Records from a data source:
-.-.-
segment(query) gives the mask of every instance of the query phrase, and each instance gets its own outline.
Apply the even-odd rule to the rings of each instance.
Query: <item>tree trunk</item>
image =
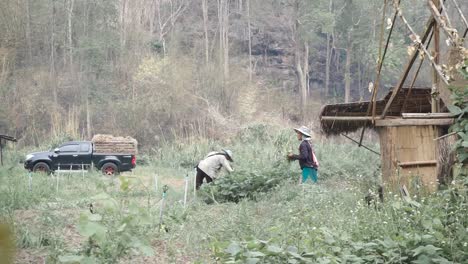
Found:
[[[345,103],[349,103],[351,94],[351,56],[353,51],[352,30],[348,31],[348,43],[346,45],[346,69],[345,69]]]
[[[208,64],[210,61],[210,42],[208,39],[208,4],[207,0],[202,0],[202,11],[203,11],[203,31],[205,33],[205,63]]]
[[[250,26],[250,0],[246,0],[247,34],[249,38],[249,82],[252,82],[252,29]]]
[[[73,5],[75,0],[70,0],[70,6],[68,9],[68,63],[70,65],[70,72],[73,71],[73,25],[72,25],[72,18],[73,18]]]
[[[299,85],[299,94],[301,98],[301,120],[305,119],[305,111],[307,106],[307,73],[306,68],[308,68],[308,58],[304,58],[305,53],[308,53],[307,42],[302,42],[299,36],[299,0],[296,0],[294,3],[294,25],[293,25],[293,37],[294,37],[294,61],[295,61],[295,70],[297,76],[297,82]],[[302,49],[304,48],[304,52]],[[304,58],[304,60],[302,60]],[[305,63],[307,61],[307,63]],[[307,66],[306,66],[307,64]]]
[[[440,0],[432,0],[432,2],[435,4],[437,8],[440,7]],[[434,41],[433,41],[433,46],[432,46],[432,56],[434,57],[434,63],[437,65],[439,64],[439,58],[440,58],[440,30],[439,26],[437,23],[434,24]],[[438,101],[438,93],[439,93],[439,76],[437,74],[437,70],[435,68],[432,68],[432,96],[431,98],[431,112],[432,113],[437,113],[439,111],[439,101]]]
[[[30,0],[26,0],[26,41],[28,43],[28,60],[32,63],[32,44],[31,44],[31,11]]]
[[[224,77],[225,79],[229,79],[229,0],[224,0],[223,18]]]
[[[218,28],[219,28],[219,67],[223,65],[223,50],[224,50],[224,29],[223,29],[223,0],[218,0]]]
[[[307,41],[304,41],[304,80],[303,86],[305,87],[306,94],[305,98],[307,98],[310,95],[310,85],[309,85],[309,43]]]
[[[89,107],[89,87],[86,89],[86,134],[88,139],[92,137],[91,132],[91,110]]]
[[[327,57],[325,59],[325,98],[328,97],[330,91],[330,61],[331,61],[331,47],[330,47],[331,35],[327,34]]]
[[[125,26],[125,16],[127,15],[127,0],[121,0],[121,10],[120,10],[120,49],[123,50],[125,47],[125,42],[127,41],[126,37],[126,26]]]
[[[223,80],[229,78],[229,0],[218,0],[219,63]]]
[[[51,36],[50,36],[50,80],[52,86],[52,96],[54,98],[54,107],[57,110],[58,95],[55,72],[55,0],[51,1]]]
[[[333,10],[333,0],[330,0],[328,11],[331,13]],[[330,65],[331,65],[331,37],[332,34],[327,33],[327,57],[325,59],[325,98],[330,94]]]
-.-.-
**WORK INSTRUCTION**
Going through the entries, return every line holding the word "instance".

**SOLVED EXERCISE**
segment(query) gives the mask of every instance of the query phrase, and each instance gets its own outline.
Apply the even-odd rule to the rings of each instance.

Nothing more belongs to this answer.